THE DATA -
━━━━━━━━━━━━━━━━
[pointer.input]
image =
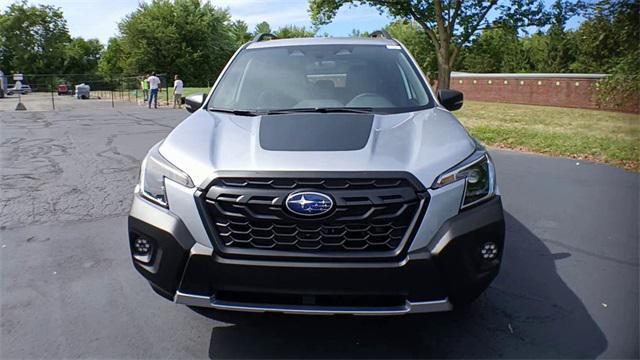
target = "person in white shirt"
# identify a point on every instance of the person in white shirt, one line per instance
(178, 85)
(154, 86)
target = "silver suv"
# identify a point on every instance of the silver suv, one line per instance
(319, 176)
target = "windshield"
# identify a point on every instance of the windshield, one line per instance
(339, 77)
━━━━━━━━━━━━━━━━
ABOUT THIS TASK - Only the text of the records above, copied exactly, should be returned; the pictures stay out.

ANSWER TO THIS EXERCISE -
[pointer.input]
image =
target = "person in white shirt"
# identify a point on every instance of the person in white shirt, one line per instance
(178, 85)
(154, 86)
target = "silver suv"
# identify a point on every instance of the silver suv, one line per instance
(319, 176)
target = "windshield"
# identify a point on every instance of the windshield, one line per instance
(339, 77)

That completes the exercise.